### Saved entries
..........

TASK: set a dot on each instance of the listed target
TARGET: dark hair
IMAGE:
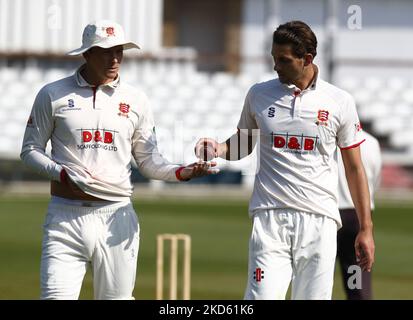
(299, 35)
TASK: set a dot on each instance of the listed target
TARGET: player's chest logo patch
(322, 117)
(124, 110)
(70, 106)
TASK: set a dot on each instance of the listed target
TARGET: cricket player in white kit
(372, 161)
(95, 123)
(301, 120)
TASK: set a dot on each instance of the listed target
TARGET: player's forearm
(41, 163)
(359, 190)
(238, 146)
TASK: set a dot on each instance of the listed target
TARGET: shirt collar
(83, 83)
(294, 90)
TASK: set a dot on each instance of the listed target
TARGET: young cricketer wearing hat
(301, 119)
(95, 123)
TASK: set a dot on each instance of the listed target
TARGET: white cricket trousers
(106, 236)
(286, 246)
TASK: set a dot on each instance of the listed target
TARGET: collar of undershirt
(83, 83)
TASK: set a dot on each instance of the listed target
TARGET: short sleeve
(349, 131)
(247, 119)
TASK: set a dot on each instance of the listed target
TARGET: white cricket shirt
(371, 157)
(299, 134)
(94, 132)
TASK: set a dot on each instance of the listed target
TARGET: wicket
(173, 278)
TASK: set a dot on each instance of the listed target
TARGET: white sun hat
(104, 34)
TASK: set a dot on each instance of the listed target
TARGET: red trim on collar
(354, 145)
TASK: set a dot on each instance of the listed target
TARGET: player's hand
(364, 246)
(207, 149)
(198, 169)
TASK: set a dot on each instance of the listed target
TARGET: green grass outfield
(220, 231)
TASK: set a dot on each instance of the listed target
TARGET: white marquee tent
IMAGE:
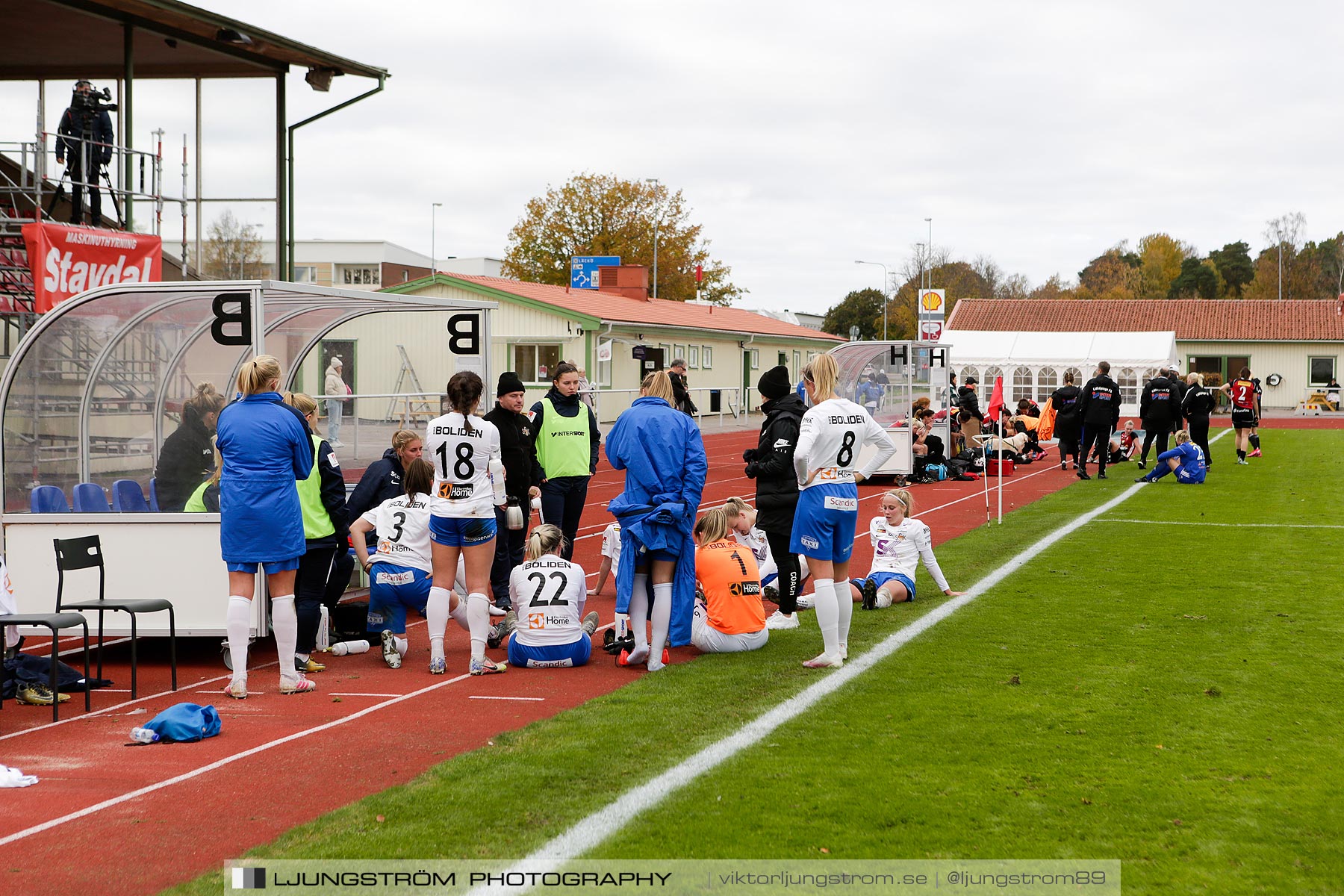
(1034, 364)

..........

### Work required
Set down every entry above exactly as written. Leave out all pictures.

### Solution to the problem
TASK: set a dot on each instance of the listed target
TARGET: dark hair
IMAGE:
(299, 35)
TASK: set a dot on each instance of the listed target
TARGET: player's chest logo patch
(322, 117)
(124, 110)
(70, 106)
TASK: set a dot on each instance of the listed target
TARGET: cricket player in white kit
(372, 161)
(95, 123)
(301, 120)
TASK: set a dot on each instance of the listed target
TARGET: player's forearm
(41, 163)
(359, 190)
(238, 146)
TASK: set a dot on each instance of the listed target
TARGET: shirt collar
(83, 83)
(294, 90)
TASK: set a dot on each instance of the listed target
TARGET: young cricketer wearing hat
(301, 119)
(95, 123)
TASK: set a dot on each instance of the listed target
TARGET: white cricket trousers
(106, 236)
(286, 246)
TASK: set a dot on each instance of the listed target
TARGET: collar of undershirt
(83, 83)
TASK: set a dot on each instance of the listed target
TARGET: short sleeve
(349, 131)
(247, 119)
TASK: set a dot on each instance of the listed target
TARGET: white cricket shirt
(371, 157)
(299, 134)
(94, 132)
TASK: set a dot on each instance of the listed target
TARGET: wicket
(173, 278)
TASK: set a dot on each instance of the listed target
TARGET: white sun hat
(104, 34)
TASK: set a dot on each instance of the listed target
TARGET: red trim on collar
(354, 145)
TASK: set a dot on each instance of the listed target
TARGET: player's hand
(364, 246)
(207, 149)
(198, 169)
TASK: set a dot on each instance of the listed target
TARGET: green grass outfield
(220, 231)
TASK: set a dot on each instance of the listed target
TARGET: white marquee tent
IMAGE:
(1034, 364)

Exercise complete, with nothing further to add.